- **Die Aufgabe**: Gib die folgenden Zeilen unverändert wieder, von der ersten bis zur letzten.

- **Einträge der Sammlung**:
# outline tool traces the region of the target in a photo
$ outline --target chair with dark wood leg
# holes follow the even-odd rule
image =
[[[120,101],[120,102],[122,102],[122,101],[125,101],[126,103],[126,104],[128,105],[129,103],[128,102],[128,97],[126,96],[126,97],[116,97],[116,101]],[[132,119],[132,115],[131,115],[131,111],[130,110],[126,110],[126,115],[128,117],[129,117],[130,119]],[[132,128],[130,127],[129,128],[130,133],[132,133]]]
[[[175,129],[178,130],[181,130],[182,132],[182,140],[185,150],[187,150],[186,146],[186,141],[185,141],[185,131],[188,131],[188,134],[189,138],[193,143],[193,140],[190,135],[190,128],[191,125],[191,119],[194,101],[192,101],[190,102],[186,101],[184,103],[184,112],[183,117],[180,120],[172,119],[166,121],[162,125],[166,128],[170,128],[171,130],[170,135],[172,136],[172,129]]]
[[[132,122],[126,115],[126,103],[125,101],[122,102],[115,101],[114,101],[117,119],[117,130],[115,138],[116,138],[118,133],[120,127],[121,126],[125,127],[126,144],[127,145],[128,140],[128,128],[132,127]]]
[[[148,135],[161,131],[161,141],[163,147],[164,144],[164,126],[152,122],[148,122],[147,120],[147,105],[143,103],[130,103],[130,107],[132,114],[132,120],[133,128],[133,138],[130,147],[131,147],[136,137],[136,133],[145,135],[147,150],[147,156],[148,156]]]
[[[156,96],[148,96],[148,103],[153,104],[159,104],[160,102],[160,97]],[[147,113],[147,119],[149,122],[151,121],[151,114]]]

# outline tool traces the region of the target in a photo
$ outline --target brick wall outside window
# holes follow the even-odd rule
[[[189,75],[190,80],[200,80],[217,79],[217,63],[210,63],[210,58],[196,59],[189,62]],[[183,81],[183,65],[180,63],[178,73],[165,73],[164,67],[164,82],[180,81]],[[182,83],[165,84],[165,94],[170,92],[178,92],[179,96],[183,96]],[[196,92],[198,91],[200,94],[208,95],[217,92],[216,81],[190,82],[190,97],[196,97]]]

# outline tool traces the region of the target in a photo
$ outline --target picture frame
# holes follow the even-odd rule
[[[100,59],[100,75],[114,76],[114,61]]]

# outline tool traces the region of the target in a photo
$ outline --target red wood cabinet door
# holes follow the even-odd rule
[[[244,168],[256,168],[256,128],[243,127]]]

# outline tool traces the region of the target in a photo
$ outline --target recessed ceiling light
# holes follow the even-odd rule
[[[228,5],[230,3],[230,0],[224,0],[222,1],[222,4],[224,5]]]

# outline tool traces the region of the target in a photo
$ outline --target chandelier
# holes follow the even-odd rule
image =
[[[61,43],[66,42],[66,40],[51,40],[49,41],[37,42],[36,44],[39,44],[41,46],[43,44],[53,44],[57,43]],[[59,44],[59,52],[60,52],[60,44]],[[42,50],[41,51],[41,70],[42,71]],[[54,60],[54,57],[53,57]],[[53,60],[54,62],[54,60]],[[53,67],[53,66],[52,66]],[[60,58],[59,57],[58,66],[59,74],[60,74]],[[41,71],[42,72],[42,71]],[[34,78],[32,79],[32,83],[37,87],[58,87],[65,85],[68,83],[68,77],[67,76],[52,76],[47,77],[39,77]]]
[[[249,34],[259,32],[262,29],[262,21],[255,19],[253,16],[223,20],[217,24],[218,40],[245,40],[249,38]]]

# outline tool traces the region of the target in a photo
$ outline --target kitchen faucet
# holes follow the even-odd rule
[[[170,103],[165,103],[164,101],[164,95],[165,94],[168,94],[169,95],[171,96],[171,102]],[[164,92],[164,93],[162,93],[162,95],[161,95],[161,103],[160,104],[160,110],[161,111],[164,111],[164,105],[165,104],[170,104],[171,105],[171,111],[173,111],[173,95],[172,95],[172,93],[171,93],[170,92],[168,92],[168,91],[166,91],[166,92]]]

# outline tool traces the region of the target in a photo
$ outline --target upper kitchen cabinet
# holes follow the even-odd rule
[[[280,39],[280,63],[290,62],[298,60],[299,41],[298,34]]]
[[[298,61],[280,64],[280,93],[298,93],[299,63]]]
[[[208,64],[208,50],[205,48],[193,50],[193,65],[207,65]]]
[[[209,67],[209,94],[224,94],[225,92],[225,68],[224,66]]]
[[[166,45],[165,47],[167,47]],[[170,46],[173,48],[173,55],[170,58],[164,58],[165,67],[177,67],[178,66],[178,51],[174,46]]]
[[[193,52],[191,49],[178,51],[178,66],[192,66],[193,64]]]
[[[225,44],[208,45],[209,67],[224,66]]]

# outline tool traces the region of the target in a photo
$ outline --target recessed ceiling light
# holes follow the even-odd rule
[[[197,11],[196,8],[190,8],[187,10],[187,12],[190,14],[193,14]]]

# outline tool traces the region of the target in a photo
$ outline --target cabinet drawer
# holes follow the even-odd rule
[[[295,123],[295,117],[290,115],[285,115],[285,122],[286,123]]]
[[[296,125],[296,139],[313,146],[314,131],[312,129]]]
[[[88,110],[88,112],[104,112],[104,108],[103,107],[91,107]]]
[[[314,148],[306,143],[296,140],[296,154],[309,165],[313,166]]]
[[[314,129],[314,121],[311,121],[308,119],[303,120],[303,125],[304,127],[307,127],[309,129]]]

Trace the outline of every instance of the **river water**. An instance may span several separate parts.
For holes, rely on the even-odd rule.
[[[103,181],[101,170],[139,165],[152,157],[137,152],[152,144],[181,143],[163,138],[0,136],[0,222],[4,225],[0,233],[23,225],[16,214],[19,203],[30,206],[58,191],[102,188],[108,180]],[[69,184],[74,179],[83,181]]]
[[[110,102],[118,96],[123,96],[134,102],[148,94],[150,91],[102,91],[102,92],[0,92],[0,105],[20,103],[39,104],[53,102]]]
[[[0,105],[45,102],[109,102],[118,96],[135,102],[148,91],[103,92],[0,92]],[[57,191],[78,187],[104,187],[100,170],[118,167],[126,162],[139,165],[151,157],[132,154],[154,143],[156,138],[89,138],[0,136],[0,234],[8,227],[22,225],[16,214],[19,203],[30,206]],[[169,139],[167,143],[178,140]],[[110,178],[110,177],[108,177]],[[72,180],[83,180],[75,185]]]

- **Ergebnis dieser Aufgabe**:
# outline tool traces the region of the target in a photo
$ outline --target chair with dark wood leg
# holes follow the even-odd rule
image =
[[[120,101],[120,102],[122,102],[122,101],[125,101],[126,103],[126,104],[128,105],[129,103],[128,102],[128,97],[126,96],[126,97],[116,97],[116,101]],[[132,119],[132,115],[131,115],[131,111],[130,110],[126,110],[126,115],[128,117],[129,117],[130,119]],[[132,128],[130,127],[129,128],[130,133],[132,133]]]
[[[175,129],[178,130],[181,130],[182,132],[182,140],[185,150],[187,150],[186,146],[186,141],[185,141],[185,131],[188,131],[188,134],[189,138],[193,143],[193,140],[190,135],[190,128],[191,125],[191,119],[194,101],[192,101],[190,102],[186,101],[184,103],[184,112],[183,117],[180,120],[172,119],[166,121],[162,125],[166,128],[170,128],[171,130],[170,135],[172,136],[172,129]]]
[[[132,122],[126,115],[126,103],[125,101],[122,102],[115,101],[114,101],[117,119],[117,130],[115,138],[116,138],[118,133],[120,127],[121,126],[125,127],[126,144],[127,145],[128,140],[128,128],[132,127]]]
[[[148,135],[161,131],[161,141],[163,147],[164,144],[164,126],[152,122],[148,122],[147,120],[147,105],[143,103],[130,103],[130,107],[132,114],[132,120],[133,128],[133,138],[130,147],[131,147],[136,137],[136,133],[145,135],[147,150],[147,156],[148,156]]]
[[[156,96],[148,96],[148,103],[153,104],[159,104],[160,102],[160,97]],[[147,113],[147,119],[149,122],[151,121],[151,114]]]

# outline tool traces the region of the target in a photo
$ outline --target brick wall outside window
# holes follow the even-odd rule
[[[189,75],[190,80],[200,80],[217,79],[217,63],[210,63],[210,58],[196,59],[189,62]],[[183,81],[183,65],[180,63],[178,73],[165,73],[164,67],[164,82],[180,81]],[[182,83],[165,84],[165,94],[170,92],[178,92],[179,96],[183,96]],[[196,92],[198,91],[200,94],[208,95],[217,92],[216,81],[190,82],[190,97],[196,97]]]

# outline tool traces the region of the target in a photo
$ outline --target picture frame
# holes follow the even-odd rule
[[[100,59],[100,75],[114,76],[114,61]]]

# outline tool traces the region of the target in a photo
$ outline --target red wood cabinet door
# holes follow the even-odd rule
[[[244,168],[256,168],[256,128],[243,127]]]

# outline tool traces the region of the target in a photo
$ outline --target recessed ceiling light
# holes follow the even-odd rule
[[[228,5],[230,3],[230,0],[224,0],[222,1],[222,4],[224,5]]]

# outline tool traces the region of the target in a photo
$ outline --target chandelier
# holes follow the even-odd rule
image =
[[[61,43],[66,42],[66,40],[51,40],[49,41],[37,42],[36,44],[39,44],[41,46],[43,44],[53,44],[57,43]],[[59,44],[59,52],[60,52],[60,44]],[[42,50],[41,51],[41,70],[42,71]],[[54,60],[54,57],[53,57]],[[53,60],[54,62],[54,60]],[[53,67],[53,66],[52,66]],[[60,58],[59,57],[58,66],[59,74],[60,74]],[[41,71],[42,72],[42,71]],[[34,78],[32,79],[32,83],[37,87],[58,87],[65,85],[68,83],[68,77],[67,76],[52,76],[47,77],[39,77]]]
[[[249,34],[259,32],[262,29],[262,21],[255,19],[253,16],[223,20],[217,24],[218,40],[245,40],[249,38]]]

# outline tool traces the region of the target in a photo
$ outline --target kitchen faucet
# holes follow the even-odd rule
[[[170,103],[165,103],[164,101],[164,95],[165,94],[168,94],[169,95],[171,96],[171,102]],[[164,92],[164,93],[162,93],[162,95],[161,95],[161,103],[160,104],[160,110],[161,111],[164,111],[164,105],[165,104],[170,104],[171,105],[171,111],[173,111],[173,95],[172,95],[172,93],[171,93],[170,92],[168,92],[168,91],[166,91],[166,92]]]

# outline tool traces the region of the target in a photo
$ outline --target upper kitchen cabinet
# holes follow the even-odd rule
[[[280,39],[280,63],[290,62],[298,60],[299,41],[298,34]]]
[[[298,61],[280,64],[280,93],[298,93],[299,63]]]
[[[208,64],[208,50],[205,48],[193,50],[193,65],[207,65]]]
[[[209,67],[209,94],[224,94],[225,92],[225,68],[224,66]]]
[[[166,45],[165,47],[167,47]],[[170,46],[173,48],[173,55],[170,58],[164,58],[165,67],[177,67],[178,66],[178,51],[174,46]]]
[[[193,52],[191,49],[178,51],[178,66],[192,66],[193,64]]]
[[[225,44],[208,45],[209,67],[224,66]]]

# outline tool traces the region of the target in a photo
$ outline --target recessed ceiling light
# holes follow the even-odd rule
[[[197,11],[196,8],[190,8],[187,10],[187,12],[190,14],[193,14]]]

# outline tool traces the region of the target in a photo
$ outline --target cabinet drawer
# holes follow the even-odd rule
[[[295,123],[295,117],[290,115],[285,115],[285,122],[286,123]]]
[[[296,125],[296,139],[313,146],[314,131],[312,129]]]
[[[88,110],[88,112],[104,112],[104,108],[103,107],[91,107]]]
[[[314,148],[306,143],[296,140],[296,154],[309,165],[313,166]]]
[[[314,129],[314,121],[311,121],[308,119],[303,120],[303,125],[304,127],[307,127],[309,129]]]

Trace the outline of every instance of the **river water**. An instance may span several separate parts.
For holes, rely on the even-odd rule.
[[[103,181],[101,170],[139,165],[152,157],[137,152],[152,144],[181,143],[163,138],[0,136],[0,222],[4,225],[0,233],[23,225],[16,214],[19,203],[30,206],[58,191],[102,188],[108,180]],[[69,184],[74,179],[83,181]]]
[[[110,102],[118,96],[123,96],[134,102],[148,94],[150,91],[102,91],[102,92],[0,92],[0,105],[20,103],[39,104],[53,102]]]
[[[0,105],[45,102],[109,102],[118,96],[135,102],[148,91],[103,92],[0,92]],[[57,191],[78,187],[104,187],[100,170],[118,167],[126,162],[139,165],[151,157],[132,154],[154,143],[156,138],[89,138],[0,136],[0,234],[8,227],[22,225],[16,214],[19,203],[30,206]],[[169,139],[167,143],[178,140]],[[110,178],[110,177],[108,177]],[[72,180],[83,180],[75,185]]]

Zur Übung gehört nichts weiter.